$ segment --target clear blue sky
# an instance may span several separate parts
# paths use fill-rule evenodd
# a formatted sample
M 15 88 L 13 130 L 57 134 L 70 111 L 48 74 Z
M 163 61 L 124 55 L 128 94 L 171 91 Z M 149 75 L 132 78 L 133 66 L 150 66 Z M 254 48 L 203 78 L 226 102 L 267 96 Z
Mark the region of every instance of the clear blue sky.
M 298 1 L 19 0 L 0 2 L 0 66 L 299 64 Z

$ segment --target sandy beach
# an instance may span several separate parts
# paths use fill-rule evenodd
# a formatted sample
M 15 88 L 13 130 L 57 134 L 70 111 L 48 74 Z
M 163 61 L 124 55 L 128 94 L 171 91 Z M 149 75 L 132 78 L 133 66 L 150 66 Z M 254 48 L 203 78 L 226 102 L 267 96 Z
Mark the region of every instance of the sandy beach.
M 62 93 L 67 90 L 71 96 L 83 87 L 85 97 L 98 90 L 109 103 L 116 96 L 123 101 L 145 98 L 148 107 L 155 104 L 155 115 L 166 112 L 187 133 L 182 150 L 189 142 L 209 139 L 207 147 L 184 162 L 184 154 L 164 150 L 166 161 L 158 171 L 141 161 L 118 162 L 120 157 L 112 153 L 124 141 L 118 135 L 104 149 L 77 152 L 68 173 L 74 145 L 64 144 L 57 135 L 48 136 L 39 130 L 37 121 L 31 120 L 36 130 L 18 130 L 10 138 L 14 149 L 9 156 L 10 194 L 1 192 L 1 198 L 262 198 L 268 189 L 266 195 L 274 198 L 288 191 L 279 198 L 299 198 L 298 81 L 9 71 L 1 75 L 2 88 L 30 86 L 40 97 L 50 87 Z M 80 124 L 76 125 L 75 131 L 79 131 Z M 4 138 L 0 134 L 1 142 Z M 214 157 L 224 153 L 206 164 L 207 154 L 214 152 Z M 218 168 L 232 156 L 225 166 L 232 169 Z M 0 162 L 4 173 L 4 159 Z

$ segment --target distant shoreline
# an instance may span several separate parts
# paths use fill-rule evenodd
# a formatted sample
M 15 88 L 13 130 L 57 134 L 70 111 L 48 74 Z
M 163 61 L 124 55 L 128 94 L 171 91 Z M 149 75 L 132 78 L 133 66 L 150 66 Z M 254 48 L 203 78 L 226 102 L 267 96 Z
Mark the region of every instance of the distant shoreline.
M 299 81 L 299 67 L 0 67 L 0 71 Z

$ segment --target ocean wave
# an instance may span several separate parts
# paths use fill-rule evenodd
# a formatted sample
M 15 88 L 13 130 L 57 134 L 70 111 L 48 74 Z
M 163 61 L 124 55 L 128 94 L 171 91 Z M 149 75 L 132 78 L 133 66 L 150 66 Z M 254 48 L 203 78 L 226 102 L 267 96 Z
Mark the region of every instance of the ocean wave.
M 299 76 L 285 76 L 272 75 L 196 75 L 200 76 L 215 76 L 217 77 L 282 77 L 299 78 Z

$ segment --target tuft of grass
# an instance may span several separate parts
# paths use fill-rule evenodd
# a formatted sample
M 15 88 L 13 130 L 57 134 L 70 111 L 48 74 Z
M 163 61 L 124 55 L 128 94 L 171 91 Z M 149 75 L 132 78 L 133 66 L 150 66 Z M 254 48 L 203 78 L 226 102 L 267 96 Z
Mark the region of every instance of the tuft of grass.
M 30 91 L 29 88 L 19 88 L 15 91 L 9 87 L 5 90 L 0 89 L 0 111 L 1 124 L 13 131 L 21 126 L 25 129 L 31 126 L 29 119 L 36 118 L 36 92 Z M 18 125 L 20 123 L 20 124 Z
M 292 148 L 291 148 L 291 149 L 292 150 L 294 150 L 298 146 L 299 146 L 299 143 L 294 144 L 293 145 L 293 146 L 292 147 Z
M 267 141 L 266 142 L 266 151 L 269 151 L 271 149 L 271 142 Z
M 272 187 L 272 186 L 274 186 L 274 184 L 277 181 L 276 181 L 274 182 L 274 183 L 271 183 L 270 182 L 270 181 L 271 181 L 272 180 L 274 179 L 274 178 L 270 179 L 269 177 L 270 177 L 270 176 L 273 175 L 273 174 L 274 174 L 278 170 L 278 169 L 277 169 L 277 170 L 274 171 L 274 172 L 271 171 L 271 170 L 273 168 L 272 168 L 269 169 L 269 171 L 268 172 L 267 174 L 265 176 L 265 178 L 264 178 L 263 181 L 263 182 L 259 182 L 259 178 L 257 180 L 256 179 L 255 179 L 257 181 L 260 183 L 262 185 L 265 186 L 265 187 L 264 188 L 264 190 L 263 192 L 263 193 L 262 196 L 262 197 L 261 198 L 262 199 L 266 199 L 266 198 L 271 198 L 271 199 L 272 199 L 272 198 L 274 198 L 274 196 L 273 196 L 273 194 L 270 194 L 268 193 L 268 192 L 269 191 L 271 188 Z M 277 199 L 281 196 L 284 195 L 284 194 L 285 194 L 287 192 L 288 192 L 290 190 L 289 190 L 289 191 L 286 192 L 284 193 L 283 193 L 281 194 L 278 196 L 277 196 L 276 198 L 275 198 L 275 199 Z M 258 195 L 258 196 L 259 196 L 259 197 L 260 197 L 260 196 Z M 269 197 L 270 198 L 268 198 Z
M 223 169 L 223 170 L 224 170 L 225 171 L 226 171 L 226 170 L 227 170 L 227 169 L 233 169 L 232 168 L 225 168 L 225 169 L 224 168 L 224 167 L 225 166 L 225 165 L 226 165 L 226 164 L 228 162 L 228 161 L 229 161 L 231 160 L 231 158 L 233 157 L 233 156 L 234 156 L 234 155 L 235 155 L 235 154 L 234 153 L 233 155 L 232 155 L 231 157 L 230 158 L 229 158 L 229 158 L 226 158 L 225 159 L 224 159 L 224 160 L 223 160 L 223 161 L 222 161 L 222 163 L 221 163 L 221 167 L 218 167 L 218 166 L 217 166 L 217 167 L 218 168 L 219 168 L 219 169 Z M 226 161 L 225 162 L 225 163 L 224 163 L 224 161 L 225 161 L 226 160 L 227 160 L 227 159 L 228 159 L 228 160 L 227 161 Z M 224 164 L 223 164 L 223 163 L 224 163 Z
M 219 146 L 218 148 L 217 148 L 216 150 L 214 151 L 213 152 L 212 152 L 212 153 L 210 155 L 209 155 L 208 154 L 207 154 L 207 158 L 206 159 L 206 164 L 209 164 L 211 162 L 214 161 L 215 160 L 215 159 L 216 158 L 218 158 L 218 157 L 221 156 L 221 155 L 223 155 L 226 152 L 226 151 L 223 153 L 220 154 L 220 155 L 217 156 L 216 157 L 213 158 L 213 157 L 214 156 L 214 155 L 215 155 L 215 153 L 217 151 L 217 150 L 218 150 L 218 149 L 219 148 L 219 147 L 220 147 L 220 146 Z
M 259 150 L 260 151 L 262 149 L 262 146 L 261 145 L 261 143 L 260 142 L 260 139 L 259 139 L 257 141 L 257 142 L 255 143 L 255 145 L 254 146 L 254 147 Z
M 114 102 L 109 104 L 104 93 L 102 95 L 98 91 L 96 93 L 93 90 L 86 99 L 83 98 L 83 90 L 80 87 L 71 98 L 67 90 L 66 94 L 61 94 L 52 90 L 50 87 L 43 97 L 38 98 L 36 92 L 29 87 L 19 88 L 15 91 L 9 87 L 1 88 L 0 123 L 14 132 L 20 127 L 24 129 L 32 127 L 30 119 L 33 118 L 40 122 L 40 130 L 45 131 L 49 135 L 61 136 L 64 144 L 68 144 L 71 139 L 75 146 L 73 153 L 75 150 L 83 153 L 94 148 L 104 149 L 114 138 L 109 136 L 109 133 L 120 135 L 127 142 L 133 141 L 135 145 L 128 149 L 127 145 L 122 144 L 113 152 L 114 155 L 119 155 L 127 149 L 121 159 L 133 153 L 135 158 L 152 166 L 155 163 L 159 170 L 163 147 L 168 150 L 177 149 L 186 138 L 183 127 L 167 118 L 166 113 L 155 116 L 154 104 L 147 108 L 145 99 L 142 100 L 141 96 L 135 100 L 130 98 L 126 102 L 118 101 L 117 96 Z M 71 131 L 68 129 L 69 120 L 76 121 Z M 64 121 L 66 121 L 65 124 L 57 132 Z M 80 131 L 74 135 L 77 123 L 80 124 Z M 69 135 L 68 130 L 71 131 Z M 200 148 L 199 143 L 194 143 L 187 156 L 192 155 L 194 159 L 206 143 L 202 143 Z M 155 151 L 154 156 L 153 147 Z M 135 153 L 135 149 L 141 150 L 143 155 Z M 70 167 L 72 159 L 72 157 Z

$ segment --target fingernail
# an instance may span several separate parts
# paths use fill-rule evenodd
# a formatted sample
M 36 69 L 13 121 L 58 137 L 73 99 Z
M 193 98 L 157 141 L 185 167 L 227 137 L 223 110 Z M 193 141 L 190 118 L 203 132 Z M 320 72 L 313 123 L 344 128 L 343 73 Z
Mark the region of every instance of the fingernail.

■ ■ ■

* [TASK GOAL]:
Give as a numbered list the lines starting at the one that contains "--target sandy beach" and ending after the one that contains "M 62 93 L 67", with both of those lines included and any blank lines left out.

* [ANSWER TO THE PROBLEM]:
1. $ segment --target sandy beach
2. # an instance may span several separate parts
3. # paths use fill-rule evenodd
4. # a formatted sample
5. M 15 88 L 13 130 L 57 134 L 70 111 L 48 74 Z
6. M 163 61 L 124 55 L 128 94 L 171 91 Z M 149 75 L 132 78 L 133 66 L 150 66 Z M 254 48 L 203 78 L 226 102 L 267 96 Z
7. Mark the region of every instance of the sandy beach.
8. M 62 93 L 67 90 L 71 96 L 83 87 L 85 97 L 98 90 L 109 103 L 116 96 L 123 101 L 145 98 L 148 107 L 155 104 L 155 115 L 166 112 L 187 133 L 182 150 L 189 142 L 209 139 L 207 147 L 184 162 L 184 154 L 164 150 L 166 161 L 158 171 L 141 161 L 118 162 L 120 157 L 112 153 L 124 141 L 118 135 L 104 149 L 77 152 L 68 173 L 74 145 L 64 144 L 57 135 L 48 136 L 39 130 L 37 121 L 31 120 L 36 130 L 18 130 L 10 138 L 14 149 L 9 156 L 10 194 L 1 192 L 1 198 L 262 198 L 268 189 L 266 195 L 274 198 L 288 191 L 279 198 L 299 198 L 298 81 L 9 71 L 1 75 L 2 88 L 30 86 L 40 97 L 50 87 Z M 80 124 L 76 125 L 75 131 L 79 131 Z M 4 138 L 0 134 L 1 142 Z M 214 157 L 224 153 L 206 164 L 207 154 L 214 152 Z M 218 168 L 232 156 L 225 166 L 232 169 Z M 0 162 L 4 173 L 4 159 Z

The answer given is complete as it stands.